There’s a way out of the problem, it seems to me, by side-stepping the seemingly reasonable argument and redefining “Atheism” to mean something slightly different. Something not just defensible, but inarguable and, fortunately, something it already means, but just below the level of notice.

Germane to this discussion, there’s this thing we humans started doing not too many hundreds of years ago. We call it “science.” And rather than something that needed to be logically “proved,” science was a philosophy, an outlook, a way of viewing the world around us.

Distinguishing itself from earlier ways of thinking — which included gods, devils, heaven and hell, supernatural powers, and personages — science isn’t a logical argument; it’s a thought-experiment. Up until that time, we’d had the definitive assertion of all these supernatural powers. Then we had this other idea, not so much the definite statement that those supernatural thingies didn’t exist, but the attempt to see what things might be like IF THEY DIDN’T.

Science is the thought-experiment that asks, “What if there are no supernatural forces at all? What if the world and the universe around us operates solely by real-world, natural forces?”

What would geology look like if there were no all-powerful god to set it all up just so? What would physics or astronomy be like if there were no supernatural will involved? What would weather look like without evil and benign spirits (or, according to some sources, gay marriage) affecting it? How does biology work in the absence of a capricious, unknowable creator? All too obviously, science became an especially fruitful way of seeing things. Modern civilization, and pretty much everything in it, is the result. Instead of taking up the argument regarding the non-existence of gods, science just goes about exploring, experimenting, examining, AS IF there were no supernatural forces at work.

· · · · ·

__Exercise instructions__.
a - In the excerpt on science as a thought-experiment, what does the writer say science is instead of a logical argument?
b - Carry the excerpt on science as a thought-experiment forward from its final sentence.
The material has no connection to the excerpt on science as a thought-experiment.

__Supplied information__.
· · · · ·

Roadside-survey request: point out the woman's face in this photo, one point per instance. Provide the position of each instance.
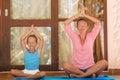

· · · · ·

__Written responses__.
a - A thought-experiment.

b -
Atheism, if we want to see it like this, is that same endeavor. Scaled down to personal-philosophy size, it is the thought-experiment of seeing the world, of conducting our lives in it, as if there were no such things as gods.

WHAT IF there is no heaven and hell, no holy telepath glaring down into our thoughts and actions to see which fate we deserve? How do we understand generosity, charity, decency, moral rightness?

WHAT IF the churchly billions are mistaken about all this god business? How do we know how to celebrate holidays or which holidays to celebrate? How do we educate our kids? How do we welcome newborns or mourn the departed?

WHAT IF there is no holy-book guide to all of life? How do we figure out what to do, how to live, how to treat each other, what sorts of things we’re allowed to eat or touch, whether we can perform work on Saturday or not?

Atheism can be precisely that. Not so much the assertion that God or gods don’t exist, but the ongoing thought-experiment of asking, “What if they don’t?”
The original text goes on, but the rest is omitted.